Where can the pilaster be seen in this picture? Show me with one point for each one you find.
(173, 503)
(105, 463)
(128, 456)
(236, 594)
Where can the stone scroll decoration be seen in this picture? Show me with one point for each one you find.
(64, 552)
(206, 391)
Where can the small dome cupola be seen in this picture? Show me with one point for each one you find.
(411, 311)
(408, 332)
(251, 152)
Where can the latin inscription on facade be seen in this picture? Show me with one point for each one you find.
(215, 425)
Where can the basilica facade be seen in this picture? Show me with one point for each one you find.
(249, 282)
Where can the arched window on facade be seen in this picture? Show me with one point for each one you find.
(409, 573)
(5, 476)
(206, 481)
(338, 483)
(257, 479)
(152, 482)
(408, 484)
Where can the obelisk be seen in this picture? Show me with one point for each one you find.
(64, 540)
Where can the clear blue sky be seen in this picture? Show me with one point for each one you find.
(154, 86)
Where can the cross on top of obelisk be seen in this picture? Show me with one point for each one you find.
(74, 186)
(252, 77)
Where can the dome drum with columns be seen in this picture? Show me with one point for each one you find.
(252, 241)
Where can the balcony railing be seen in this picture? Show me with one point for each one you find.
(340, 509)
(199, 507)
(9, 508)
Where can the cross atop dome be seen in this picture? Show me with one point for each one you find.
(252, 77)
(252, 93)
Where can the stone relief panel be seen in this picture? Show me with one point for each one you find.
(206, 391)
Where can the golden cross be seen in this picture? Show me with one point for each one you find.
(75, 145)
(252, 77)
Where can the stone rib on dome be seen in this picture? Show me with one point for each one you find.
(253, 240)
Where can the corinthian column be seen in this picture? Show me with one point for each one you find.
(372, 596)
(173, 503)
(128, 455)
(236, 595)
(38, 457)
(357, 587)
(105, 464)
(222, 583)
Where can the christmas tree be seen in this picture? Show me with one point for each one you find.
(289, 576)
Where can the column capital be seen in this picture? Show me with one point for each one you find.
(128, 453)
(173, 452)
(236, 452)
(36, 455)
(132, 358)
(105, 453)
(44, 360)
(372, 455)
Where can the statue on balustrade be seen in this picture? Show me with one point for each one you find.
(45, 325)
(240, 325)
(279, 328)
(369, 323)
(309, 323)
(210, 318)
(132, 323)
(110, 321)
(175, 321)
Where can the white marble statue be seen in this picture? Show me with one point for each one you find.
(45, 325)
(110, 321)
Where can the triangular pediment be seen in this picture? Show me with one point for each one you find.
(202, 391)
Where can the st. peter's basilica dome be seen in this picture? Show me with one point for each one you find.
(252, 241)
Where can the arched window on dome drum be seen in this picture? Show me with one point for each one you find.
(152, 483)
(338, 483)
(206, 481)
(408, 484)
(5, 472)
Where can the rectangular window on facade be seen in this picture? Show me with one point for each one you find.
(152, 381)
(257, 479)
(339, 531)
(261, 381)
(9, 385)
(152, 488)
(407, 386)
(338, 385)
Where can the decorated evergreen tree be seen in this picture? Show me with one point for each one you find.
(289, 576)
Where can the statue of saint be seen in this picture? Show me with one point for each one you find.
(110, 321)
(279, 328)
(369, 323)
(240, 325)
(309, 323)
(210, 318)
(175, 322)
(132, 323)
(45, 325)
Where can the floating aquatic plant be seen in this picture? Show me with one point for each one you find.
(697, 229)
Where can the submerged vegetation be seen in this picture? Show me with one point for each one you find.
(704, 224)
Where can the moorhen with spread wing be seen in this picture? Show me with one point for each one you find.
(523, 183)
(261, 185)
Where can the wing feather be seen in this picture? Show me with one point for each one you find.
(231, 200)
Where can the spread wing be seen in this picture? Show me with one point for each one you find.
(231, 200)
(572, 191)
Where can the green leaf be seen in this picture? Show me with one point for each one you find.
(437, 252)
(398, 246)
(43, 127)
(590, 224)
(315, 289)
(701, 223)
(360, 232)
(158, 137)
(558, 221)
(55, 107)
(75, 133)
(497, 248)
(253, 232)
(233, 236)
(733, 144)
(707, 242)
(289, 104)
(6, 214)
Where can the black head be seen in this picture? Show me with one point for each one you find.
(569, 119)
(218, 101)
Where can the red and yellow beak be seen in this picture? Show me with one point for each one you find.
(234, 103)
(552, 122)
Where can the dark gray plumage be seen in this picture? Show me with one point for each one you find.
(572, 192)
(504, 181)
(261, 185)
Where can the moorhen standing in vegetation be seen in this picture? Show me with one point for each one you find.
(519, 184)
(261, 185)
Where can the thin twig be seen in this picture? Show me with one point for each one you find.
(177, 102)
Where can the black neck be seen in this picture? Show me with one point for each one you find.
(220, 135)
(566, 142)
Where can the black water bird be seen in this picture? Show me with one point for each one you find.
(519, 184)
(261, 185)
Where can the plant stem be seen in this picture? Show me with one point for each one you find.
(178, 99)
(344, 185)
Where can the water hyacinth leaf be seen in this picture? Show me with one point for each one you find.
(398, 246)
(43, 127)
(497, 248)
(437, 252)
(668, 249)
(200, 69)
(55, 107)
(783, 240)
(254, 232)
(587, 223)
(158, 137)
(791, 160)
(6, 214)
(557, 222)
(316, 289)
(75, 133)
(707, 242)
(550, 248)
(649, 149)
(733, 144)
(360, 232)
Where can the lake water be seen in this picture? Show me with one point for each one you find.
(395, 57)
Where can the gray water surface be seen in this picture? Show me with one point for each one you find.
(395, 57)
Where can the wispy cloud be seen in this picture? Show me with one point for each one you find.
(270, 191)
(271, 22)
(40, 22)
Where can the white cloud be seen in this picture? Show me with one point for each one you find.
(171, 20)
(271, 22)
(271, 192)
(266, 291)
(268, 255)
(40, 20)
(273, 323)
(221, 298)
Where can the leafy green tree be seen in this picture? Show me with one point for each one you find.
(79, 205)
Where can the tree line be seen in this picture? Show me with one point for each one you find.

### WHAT TO PRODUCE
Working from the material above, retype it in its entirety without change.

### RESPONSE TO THE EXERCISE
Where can the pilaster be seen in this picture? Show me with one point for each one you find.
(173, 503)
(105, 463)
(128, 456)
(236, 594)
Where can the stone scroll decoration be seen in this picture? Show me with one point for each one you find.
(64, 552)
(206, 391)
Where can the small dome cupola be seen in this picture? Show me with one point for each one you find.
(411, 311)
(408, 332)
(251, 152)
Where can the latin inscription on facade be seen in this picture? Show me with one point for each one you find.
(215, 425)
Where can the basilica facade be seen in this picture? Show me with one point for each one you find.
(249, 282)
Where can the arched window on facade be seen in this picture? Show me with one point for each one you find.
(409, 573)
(5, 476)
(206, 481)
(338, 483)
(257, 479)
(152, 482)
(408, 484)
Where can the obelisk be seen in this picture? Show me with one point for each one you find.
(64, 540)
Where can the clear blue sky be seen in this picture? Show me with one point for each one you find.
(154, 86)
Where can the cross on top of obelisk be seen in this picture? Show me with one point for each one you find.
(74, 186)
(252, 77)
Where can the dome drum with columns be seen in this picture? Show me with one point for each one you find.
(252, 241)
Where can the balcony railing be seen in this picture? Show me with one point for each one you find.
(340, 509)
(199, 507)
(9, 508)
Where can the cross atop dome be seen in this picture? Show me with one point for each one you find.
(252, 77)
(252, 93)
Where can the stone relief panel be seen in this picture? Show me with one point for each one you find.
(206, 391)
Where can the golden cross be seen in this picture? Show me with one point for each one you find.
(75, 145)
(252, 77)
Where can the stone rib on dome be seen in this picture? Show me with one point for each one you find.
(253, 240)
Where can the corinthian column be seen in this picture? Show me with one point for each one you find.
(372, 596)
(173, 503)
(128, 455)
(236, 595)
(38, 457)
(357, 587)
(105, 464)
(222, 583)
Where can the christmas tree be seen in this picture? Show me with one point for each one you find.
(289, 576)
Where can the column capital be seen in this picture? Show me with one point for each one you find.
(128, 453)
(173, 452)
(236, 452)
(36, 455)
(132, 358)
(105, 453)
(44, 360)
(372, 455)
Where can the statue on balustrade be seen in this picture? Show me with one point for each one you find.
(45, 325)
(240, 325)
(279, 328)
(369, 323)
(309, 323)
(210, 318)
(132, 323)
(110, 321)
(175, 321)
Where can the white marble statue be seen in this picture? Show me with one point for each one you find.
(45, 325)
(110, 321)
Where can the triangular pediment be seen in this picture? Show me with one point for each one you find.
(202, 391)
Where can the st. peter's basilica dome be seen in this picture? Show me with one point for each one you find.
(252, 241)
Where can the arched window on dome drum be seen in this picture? Show me with one point for each one you find.
(152, 483)
(338, 483)
(206, 481)
(408, 484)
(5, 472)
Where can the rectangular window on facade be seen in this picture? Show me with one point for each one you find.
(152, 381)
(257, 479)
(339, 531)
(261, 381)
(9, 385)
(152, 488)
(407, 386)
(338, 385)
Where can the decorated evergreen tree be seen in this picture? Show me with one point for each one you find.
(289, 576)
Where can the statue of saint be seen in this picture? Show me with one point for each one you find.
(110, 321)
(279, 328)
(369, 323)
(240, 325)
(309, 323)
(210, 318)
(175, 322)
(132, 323)
(45, 325)
Where can the floating aquatic plant be seen in this picture? Show me with one point for each one you find.
(697, 229)
Where can the submerged vegetation be seen in this picture? Show me with one point for each one you find.
(704, 224)
Where can the moorhen with spread wing be seen in this picture? Show me with one point for each one you find.
(523, 183)
(261, 185)
Where can the wing feather be seen in this picture? Show me with one point for each one you find.
(231, 200)
Where can the spread wing be seen in this picture? Show me with one point for each one you find.
(231, 200)
(572, 191)
Where can the green leaf be seen in this picture? Show me with one point for each one you find.
(437, 252)
(398, 246)
(43, 127)
(590, 224)
(315, 289)
(701, 223)
(360, 232)
(158, 137)
(558, 221)
(55, 107)
(75, 133)
(497, 248)
(253, 232)
(233, 236)
(733, 144)
(707, 242)
(289, 104)
(6, 214)
Where can the black head be seen in this picture? Show me with one point for each one you find.
(569, 119)
(218, 101)
Where can the red and yellow beak be seen in this picture? Show me with one point for each one you find.
(234, 103)
(552, 122)
Where can the dark gray plumage be seen in this picture? Show me with one point for each one you find.
(572, 192)
(504, 181)
(261, 185)
Where can the moorhen standing in vegetation be seen in this picture? Show me with one point for each one you find.
(519, 184)
(261, 185)
Where can the thin twig be seen in this picture? Show me with one point for each one you find.
(177, 102)
Where can the black neck be seen in this picture? Show me with one point for each one you find.
(220, 135)
(566, 142)
Where can the black water bird be seen in this picture? Show me with one point for each one you find.
(519, 184)
(261, 185)
Where can the plant stem be seen in this picture? Show me with one point for each one you find.
(178, 99)
(344, 185)
Where can the water hyacinth leaf be seen in this picture? Show me with one point for each one you find.
(398, 246)
(43, 127)
(497, 248)
(437, 252)
(668, 249)
(200, 69)
(55, 107)
(783, 240)
(254, 232)
(587, 223)
(158, 137)
(791, 160)
(6, 214)
(557, 222)
(316, 289)
(75, 133)
(707, 242)
(550, 248)
(649, 149)
(733, 144)
(360, 232)
Where can the lake water be seen in this picture? Show me with one point for each one you find.
(395, 57)
Where can the gray water surface be seen in this picture? Show me with one point for each one you find.
(395, 57)
Where can the wispy cloud be seen in this picture? Show me with one point for each one you find.
(270, 191)
(271, 22)
(40, 22)
Where can the white cloud be seen in this picture? Show me with one point for each one you find.
(171, 20)
(271, 22)
(271, 192)
(266, 291)
(268, 255)
(40, 20)
(273, 323)
(221, 298)
Where can the leafy green tree be seen in this picture? Show me with one point for each one you find.
(79, 205)
Where can the tree line be seen in this picture? Show me with one point for each one you find.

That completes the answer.